-- Opening Marker --

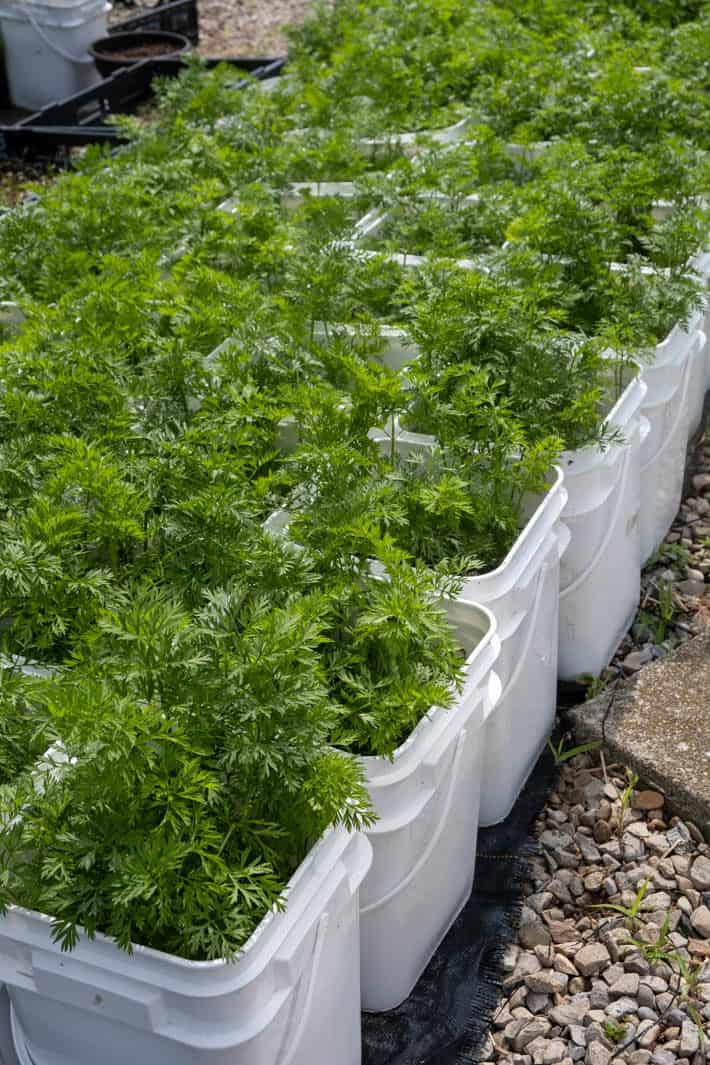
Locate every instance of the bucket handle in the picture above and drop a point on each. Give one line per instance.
(431, 846)
(80, 61)
(302, 1003)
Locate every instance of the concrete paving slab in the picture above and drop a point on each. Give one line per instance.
(658, 722)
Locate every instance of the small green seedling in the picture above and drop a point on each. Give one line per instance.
(627, 795)
(613, 1031)
(562, 754)
(630, 913)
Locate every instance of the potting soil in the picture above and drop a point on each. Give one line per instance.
(447, 1016)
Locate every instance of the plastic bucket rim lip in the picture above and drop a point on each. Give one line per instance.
(175, 962)
(436, 714)
(556, 489)
(83, 15)
(627, 398)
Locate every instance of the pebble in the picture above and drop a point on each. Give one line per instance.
(647, 800)
(547, 982)
(690, 1041)
(592, 959)
(663, 1058)
(597, 1054)
(601, 832)
(699, 873)
(626, 985)
(700, 921)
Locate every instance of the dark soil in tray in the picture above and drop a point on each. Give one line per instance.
(143, 51)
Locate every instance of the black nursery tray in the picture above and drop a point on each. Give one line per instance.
(86, 117)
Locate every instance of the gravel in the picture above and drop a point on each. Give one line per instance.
(238, 27)
(609, 988)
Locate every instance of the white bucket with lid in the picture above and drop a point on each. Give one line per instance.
(46, 48)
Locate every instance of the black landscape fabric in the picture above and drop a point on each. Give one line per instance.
(446, 1018)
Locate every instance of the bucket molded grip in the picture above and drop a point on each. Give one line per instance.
(79, 60)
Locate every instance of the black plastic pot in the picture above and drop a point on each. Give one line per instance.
(124, 49)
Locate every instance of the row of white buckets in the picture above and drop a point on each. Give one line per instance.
(365, 913)
(46, 48)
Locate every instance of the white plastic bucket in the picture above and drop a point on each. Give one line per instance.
(702, 264)
(47, 49)
(424, 844)
(673, 407)
(397, 349)
(11, 317)
(291, 998)
(410, 143)
(600, 571)
(523, 595)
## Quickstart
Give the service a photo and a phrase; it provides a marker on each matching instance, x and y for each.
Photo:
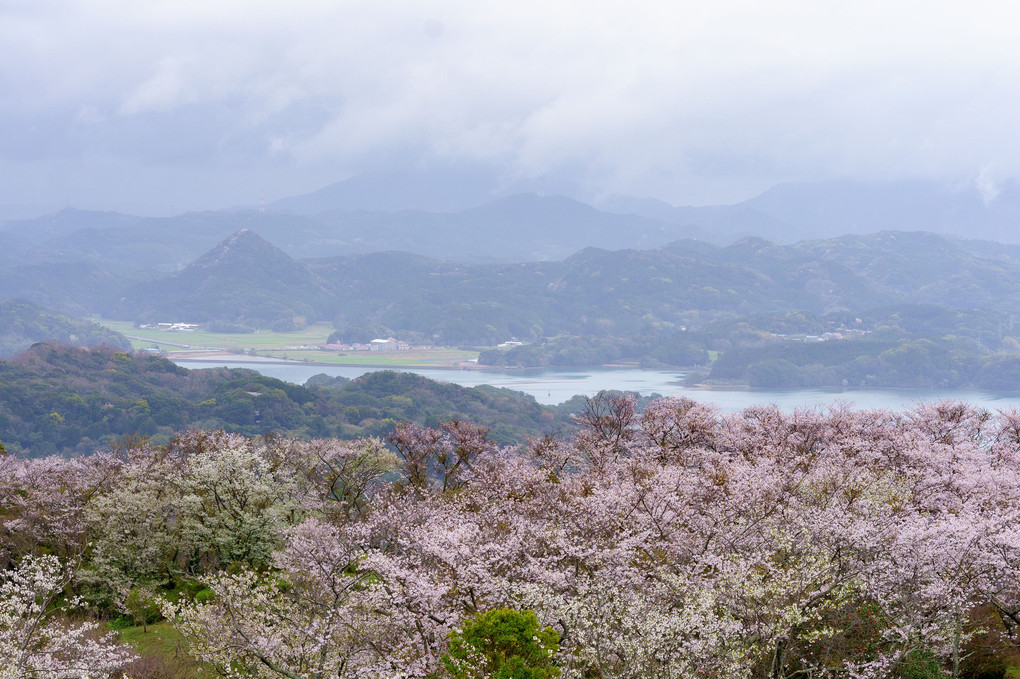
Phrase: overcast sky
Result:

-- Closing Marker --

* GOAL OF THE EXERCISE: Transcribe the data exactly and leave no picture in the copy.

* YOUR SOLUTION:
Locate every instance of the bucket handle in the picture above and drop a point on each. Give one line per instance.
(431, 846)
(80, 61)
(302, 1003)
Locate every instance of the concrete paving slab in the picture above and drop a point on each. Give one line per instance.
(658, 722)
Locate every instance of the small green seedling in the picture above and drop a point on each. Give one line per instance.
(627, 795)
(613, 1031)
(562, 754)
(630, 913)
Locate every instance of the potting soil in the picture above and drop a point on each. Give one line per instance.
(447, 1016)
Locate every instance of the plastic bucket rim lip in the picture above and drop a point on each. Give one line per instance.
(175, 962)
(436, 714)
(556, 489)
(83, 15)
(627, 398)
Locate every instance of the pebble in the picture above and drop a point on each. Give one line per instance.
(647, 800)
(547, 982)
(690, 1041)
(592, 959)
(663, 1058)
(597, 1054)
(601, 832)
(699, 873)
(626, 985)
(700, 921)
Locate every instance of the dark soil in tray in the picture above and drop a point on each. Give one line per instance.
(143, 51)
Locate every instance of the black nursery tray in the picture above and drop a point on each. Give one line per instance.
(86, 117)
Locate every instance of the gravel in the picture above and drop a point on each. Give one line per instance.
(238, 27)
(609, 988)
Locate every instance of the white bucket with lid in the picture above and drop a point on each. Give one line per instance.
(46, 48)
Locate every instance of the black landscape fabric in the picture above and drop a point on each. Give one line per instance.
(446, 1018)
Locate every instance of the bucket molded grip in the picture above and drop a point on each. Give one line per instance.
(79, 60)
Locate every instance of the black plastic pot in the picture above and drop a point on each. Give one line per instance.
(124, 49)
Locate every instance of the row of white buckets in the picture above and drop a point on each. Give one line per instance.
(365, 913)
(46, 48)
Locate every instance of the white plastic bucket in the picture above and drop a point on each. Give one line per instance.
(702, 264)
(47, 49)
(424, 844)
(673, 407)
(397, 349)
(11, 317)
(291, 998)
(410, 143)
(600, 571)
(523, 595)
## Quickstart
Give the service a photo and a phrase; it provides a marker on each matching instance, x and y for each.
Photo:
Phrase: overcast sky
Result:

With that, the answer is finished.